→ **Aufgabenstellung**:
Wähle aus der folgenden Auflistung jede Zeile aus, in der die Zeichenfolge „white“ vorkommt, und gib diese Zeilen unverändert wieder. Groß- und Kleinschreibung ist dabei zu beachten.

→ **Übungsmaterial**:
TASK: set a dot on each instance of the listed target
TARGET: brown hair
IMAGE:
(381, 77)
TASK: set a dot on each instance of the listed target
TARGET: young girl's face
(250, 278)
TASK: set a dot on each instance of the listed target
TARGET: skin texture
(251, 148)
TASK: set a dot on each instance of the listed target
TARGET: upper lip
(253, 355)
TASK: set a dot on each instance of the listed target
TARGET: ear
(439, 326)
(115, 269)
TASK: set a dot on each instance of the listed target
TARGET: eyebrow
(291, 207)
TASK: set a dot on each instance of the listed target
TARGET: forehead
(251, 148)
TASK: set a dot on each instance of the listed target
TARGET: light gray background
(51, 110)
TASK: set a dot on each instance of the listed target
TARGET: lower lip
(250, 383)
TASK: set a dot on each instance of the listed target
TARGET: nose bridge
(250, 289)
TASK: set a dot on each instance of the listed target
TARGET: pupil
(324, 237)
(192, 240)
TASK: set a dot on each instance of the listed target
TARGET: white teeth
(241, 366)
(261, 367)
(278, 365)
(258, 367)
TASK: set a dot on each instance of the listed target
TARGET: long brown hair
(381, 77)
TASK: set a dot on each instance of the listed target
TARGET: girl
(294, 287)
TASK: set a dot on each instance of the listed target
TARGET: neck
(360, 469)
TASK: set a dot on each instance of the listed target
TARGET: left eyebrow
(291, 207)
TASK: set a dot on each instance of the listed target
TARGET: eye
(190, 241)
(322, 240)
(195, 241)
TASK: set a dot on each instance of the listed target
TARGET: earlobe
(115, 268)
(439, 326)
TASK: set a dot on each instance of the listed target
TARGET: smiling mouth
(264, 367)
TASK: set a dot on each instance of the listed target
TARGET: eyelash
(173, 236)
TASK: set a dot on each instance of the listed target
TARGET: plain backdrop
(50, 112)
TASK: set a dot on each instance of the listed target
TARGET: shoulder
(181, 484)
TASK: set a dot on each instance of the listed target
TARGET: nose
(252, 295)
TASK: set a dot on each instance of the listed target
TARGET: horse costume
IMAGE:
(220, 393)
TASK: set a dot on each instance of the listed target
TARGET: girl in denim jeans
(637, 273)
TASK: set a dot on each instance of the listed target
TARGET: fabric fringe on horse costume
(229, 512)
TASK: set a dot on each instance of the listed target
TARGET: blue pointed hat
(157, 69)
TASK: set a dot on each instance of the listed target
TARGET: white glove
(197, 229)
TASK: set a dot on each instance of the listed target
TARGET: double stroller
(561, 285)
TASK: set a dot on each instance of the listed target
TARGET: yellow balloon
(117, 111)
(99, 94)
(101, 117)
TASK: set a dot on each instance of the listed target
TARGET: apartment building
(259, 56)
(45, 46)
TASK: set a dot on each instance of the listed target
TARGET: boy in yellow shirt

→ **Schriftliche Antwort**:
TARGET: white teeth
TARGET: white glove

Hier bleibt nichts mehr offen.